**What you will do:** Please edit the part that opens with the line containing "Target: dark bow tie" and closes with the line containing "Target: metal railing". Write those lines out again with "bouquet" replaced by "bunch of flowers" and everything else left the same.

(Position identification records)
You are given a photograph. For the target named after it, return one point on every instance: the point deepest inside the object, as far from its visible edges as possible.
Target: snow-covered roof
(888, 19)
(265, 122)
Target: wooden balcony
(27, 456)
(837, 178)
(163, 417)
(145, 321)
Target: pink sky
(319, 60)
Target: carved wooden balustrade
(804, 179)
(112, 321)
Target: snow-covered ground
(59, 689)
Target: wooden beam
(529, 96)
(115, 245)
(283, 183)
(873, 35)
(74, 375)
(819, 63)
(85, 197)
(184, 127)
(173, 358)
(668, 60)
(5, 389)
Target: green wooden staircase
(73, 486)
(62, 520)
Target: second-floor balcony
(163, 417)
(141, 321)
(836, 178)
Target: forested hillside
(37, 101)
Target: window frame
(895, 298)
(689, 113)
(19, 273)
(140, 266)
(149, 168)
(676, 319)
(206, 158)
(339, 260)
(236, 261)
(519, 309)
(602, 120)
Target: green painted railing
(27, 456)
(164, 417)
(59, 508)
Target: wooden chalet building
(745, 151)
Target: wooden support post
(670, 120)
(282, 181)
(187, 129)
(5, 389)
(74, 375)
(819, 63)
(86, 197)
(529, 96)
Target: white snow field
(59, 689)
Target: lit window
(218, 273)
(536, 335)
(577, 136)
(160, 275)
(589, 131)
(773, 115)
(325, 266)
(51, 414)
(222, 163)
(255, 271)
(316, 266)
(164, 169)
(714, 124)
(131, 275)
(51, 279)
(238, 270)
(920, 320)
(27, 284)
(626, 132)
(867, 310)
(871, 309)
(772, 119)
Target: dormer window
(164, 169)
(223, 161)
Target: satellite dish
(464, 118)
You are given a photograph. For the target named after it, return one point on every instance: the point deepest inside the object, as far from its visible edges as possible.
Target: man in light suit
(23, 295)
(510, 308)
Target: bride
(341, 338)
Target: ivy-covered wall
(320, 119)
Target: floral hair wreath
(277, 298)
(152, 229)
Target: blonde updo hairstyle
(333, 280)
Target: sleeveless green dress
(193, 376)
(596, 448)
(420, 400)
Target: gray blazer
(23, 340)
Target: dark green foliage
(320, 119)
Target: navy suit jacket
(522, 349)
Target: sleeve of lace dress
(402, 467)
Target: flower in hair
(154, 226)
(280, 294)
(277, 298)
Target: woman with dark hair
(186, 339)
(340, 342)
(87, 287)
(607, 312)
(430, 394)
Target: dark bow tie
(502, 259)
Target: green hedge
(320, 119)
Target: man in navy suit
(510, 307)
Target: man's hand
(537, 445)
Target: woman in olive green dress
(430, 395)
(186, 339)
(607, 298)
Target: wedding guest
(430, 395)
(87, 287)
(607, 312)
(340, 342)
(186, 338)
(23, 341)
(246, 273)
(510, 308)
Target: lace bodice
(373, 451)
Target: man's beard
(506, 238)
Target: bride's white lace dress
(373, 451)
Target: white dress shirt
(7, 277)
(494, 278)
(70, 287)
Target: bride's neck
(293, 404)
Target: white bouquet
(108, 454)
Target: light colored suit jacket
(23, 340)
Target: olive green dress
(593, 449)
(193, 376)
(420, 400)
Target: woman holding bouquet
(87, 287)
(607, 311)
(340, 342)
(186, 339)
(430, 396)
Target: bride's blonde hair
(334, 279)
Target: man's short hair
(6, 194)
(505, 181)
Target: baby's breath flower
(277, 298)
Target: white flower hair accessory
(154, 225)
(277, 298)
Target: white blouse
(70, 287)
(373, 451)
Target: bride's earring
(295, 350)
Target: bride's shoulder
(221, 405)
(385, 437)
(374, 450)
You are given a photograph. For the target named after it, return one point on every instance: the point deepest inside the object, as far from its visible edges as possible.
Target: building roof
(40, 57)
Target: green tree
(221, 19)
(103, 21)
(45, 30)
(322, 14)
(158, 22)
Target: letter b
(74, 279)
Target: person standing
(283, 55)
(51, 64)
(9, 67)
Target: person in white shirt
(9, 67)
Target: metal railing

==

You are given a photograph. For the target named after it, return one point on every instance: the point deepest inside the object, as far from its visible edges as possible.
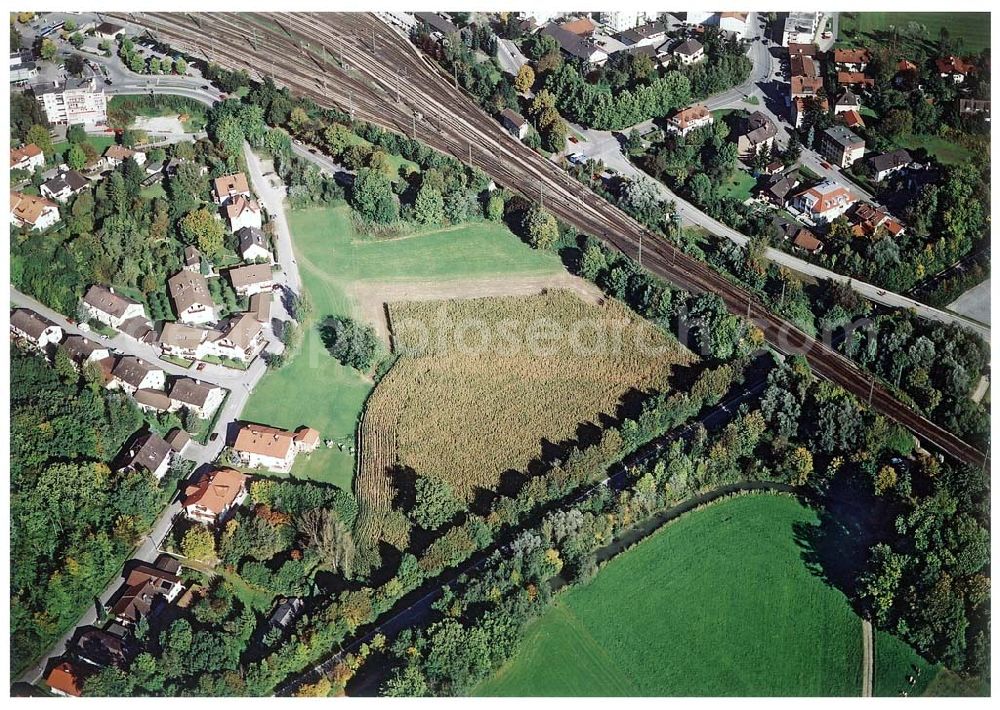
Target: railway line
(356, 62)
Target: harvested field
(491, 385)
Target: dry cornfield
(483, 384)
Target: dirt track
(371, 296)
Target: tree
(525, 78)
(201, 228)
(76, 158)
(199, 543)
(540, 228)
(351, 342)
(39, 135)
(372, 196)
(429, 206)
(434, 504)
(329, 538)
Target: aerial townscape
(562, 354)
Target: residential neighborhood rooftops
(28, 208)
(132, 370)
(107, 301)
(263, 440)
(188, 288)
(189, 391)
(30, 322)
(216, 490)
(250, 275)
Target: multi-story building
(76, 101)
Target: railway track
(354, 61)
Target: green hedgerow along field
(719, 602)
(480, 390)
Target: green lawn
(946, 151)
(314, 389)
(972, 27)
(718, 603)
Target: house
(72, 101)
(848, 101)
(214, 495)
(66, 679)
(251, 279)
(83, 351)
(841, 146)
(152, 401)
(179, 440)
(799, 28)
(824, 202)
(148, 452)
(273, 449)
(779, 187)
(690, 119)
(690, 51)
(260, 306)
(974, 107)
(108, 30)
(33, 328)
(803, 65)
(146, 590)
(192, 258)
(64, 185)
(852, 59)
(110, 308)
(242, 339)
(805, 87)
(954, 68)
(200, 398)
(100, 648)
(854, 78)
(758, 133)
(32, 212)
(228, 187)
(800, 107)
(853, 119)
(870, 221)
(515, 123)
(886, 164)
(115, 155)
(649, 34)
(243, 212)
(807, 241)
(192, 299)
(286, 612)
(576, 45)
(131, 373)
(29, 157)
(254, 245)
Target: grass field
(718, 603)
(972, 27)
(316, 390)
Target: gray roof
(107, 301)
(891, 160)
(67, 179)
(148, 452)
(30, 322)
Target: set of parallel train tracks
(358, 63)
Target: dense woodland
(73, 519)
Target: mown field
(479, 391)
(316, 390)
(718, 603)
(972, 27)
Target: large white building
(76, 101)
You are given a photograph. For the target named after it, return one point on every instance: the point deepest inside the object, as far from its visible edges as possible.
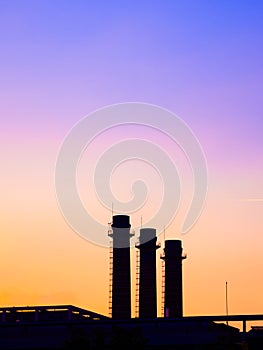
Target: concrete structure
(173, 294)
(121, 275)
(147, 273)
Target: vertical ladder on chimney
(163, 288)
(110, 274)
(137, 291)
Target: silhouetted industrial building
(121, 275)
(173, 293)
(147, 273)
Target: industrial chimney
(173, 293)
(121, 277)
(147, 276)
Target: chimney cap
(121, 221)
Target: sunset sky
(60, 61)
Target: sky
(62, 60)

**Task answer:**
Target: dark bow tie
(502, 259)
Target: green hedge
(320, 119)
Target: man in navy suit
(510, 307)
Target: man's hand
(537, 445)
Target: woman in olive green dress
(430, 395)
(186, 339)
(607, 298)
Target: wedding guest
(430, 395)
(87, 287)
(607, 312)
(340, 342)
(186, 338)
(23, 341)
(246, 273)
(510, 308)
Target: lace bodice
(373, 451)
Target: man's beard
(506, 238)
Target: bride's white lace dress
(373, 451)
Target: white dress shirt
(7, 277)
(494, 278)
(70, 287)
Target: bride's neck
(293, 404)
Target: white bunch of flowers
(108, 454)
Target: light colored suit jacket
(23, 340)
Target: olive green dress
(593, 449)
(193, 376)
(420, 400)
Target: woman holding bunch of flowers
(87, 287)
(607, 311)
(340, 342)
(186, 339)
(430, 396)
Target: bride's blonde hair
(334, 279)
Target: man's short hair
(6, 194)
(505, 181)
Target: baby's breath flower
(277, 298)
Target: white flower hair accessory
(154, 225)
(277, 298)
Target: white blouse
(70, 287)
(373, 451)
Target: bride's earring
(295, 350)
Target: bride's shoulder
(221, 405)
(385, 437)
(374, 450)
You are given a photograph. For the target named after it, return one point on every instance: the point deepest inside the object, as far from its visible edges as possible.
Target: building roof
(40, 57)
Target: green tree
(221, 19)
(103, 21)
(45, 30)
(322, 14)
(158, 22)
Target: letter b
(74, 279)
Target: person standing
(283, 55)
(51, 64)
(9, 67)
Target: person in white shirt
(9, 67)
Target: metal railing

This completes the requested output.